━━━━━ Data excerpts

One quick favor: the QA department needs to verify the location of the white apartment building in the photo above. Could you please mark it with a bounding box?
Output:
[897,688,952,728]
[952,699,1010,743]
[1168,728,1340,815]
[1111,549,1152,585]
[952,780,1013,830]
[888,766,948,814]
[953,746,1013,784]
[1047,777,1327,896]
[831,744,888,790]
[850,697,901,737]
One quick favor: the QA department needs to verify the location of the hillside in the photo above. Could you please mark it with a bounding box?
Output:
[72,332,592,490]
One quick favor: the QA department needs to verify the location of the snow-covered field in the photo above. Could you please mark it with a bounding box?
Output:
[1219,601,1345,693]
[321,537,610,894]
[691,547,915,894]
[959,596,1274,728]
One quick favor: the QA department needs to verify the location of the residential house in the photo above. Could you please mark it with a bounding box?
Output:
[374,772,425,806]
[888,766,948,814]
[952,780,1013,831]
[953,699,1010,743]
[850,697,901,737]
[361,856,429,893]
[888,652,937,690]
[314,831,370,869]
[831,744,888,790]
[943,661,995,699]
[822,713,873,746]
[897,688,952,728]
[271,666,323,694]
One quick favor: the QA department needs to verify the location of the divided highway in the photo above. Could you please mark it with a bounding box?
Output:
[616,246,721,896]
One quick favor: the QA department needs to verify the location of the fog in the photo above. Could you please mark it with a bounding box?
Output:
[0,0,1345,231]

━━━━━━━━━━
━━━━━ Data excerpts

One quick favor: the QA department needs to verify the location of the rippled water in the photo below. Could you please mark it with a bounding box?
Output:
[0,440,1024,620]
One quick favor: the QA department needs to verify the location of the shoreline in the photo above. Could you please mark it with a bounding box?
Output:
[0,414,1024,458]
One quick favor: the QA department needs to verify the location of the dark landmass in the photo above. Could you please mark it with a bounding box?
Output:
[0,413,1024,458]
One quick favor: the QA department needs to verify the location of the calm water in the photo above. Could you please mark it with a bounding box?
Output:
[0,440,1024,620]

━━━━━━━━━━
━━━━━ Data excerpts

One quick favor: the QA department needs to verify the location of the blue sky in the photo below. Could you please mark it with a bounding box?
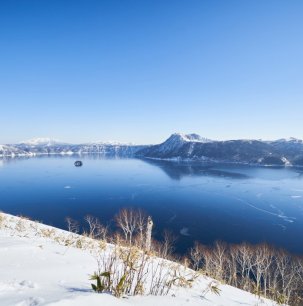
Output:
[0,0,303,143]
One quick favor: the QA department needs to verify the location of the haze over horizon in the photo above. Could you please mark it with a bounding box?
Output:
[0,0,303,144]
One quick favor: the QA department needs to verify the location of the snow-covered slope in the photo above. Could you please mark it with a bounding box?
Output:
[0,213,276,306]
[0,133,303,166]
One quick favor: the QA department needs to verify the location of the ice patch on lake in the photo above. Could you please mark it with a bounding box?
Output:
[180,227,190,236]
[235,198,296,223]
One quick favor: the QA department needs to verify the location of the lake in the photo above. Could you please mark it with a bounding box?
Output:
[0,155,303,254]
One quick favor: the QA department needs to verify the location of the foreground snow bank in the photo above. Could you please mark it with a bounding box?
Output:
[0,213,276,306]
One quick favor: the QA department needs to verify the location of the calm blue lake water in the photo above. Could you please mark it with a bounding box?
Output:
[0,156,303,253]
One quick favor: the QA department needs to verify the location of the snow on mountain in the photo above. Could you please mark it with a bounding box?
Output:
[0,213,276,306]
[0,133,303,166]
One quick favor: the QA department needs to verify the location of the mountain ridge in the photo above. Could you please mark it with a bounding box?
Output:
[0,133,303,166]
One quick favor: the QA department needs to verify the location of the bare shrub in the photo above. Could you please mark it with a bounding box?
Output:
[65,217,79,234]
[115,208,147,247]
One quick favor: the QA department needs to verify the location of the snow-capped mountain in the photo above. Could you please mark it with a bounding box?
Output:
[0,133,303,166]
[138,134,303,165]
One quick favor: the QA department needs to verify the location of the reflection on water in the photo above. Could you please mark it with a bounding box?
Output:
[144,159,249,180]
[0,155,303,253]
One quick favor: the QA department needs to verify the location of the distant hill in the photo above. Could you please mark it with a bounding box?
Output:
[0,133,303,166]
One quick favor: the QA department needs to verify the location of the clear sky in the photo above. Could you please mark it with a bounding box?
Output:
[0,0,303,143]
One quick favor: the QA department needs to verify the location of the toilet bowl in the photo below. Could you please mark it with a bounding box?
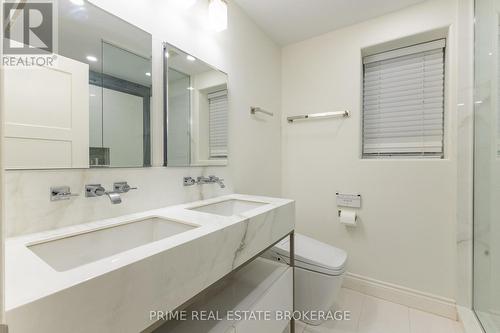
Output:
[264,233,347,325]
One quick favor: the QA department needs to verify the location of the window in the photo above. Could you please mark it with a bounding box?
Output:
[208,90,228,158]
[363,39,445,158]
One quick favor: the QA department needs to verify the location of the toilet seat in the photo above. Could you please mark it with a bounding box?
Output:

━━━━━━━━━━

■ Work to be completed
Scale the records starting at the line that contains "of the white" and ending at the line that contains "[952,780,1013,830]". Reproduce only those lines, requests included, with each bounding-box coordinate in the answers multiplied by 2.55 and rounded to a whole number, halves rounded up.

■ The completed task
One quick favor: the QA department needs to verify the location of the white apartment building in the photo above. Could you please mark it with a bounding box?
Output:
[2287,1754,2428,1856]
[2428,1782,2576,1895]
[2978,1856,3417,2078]
[2833,1400,2938,1492]
[2428,1989,2583,2117]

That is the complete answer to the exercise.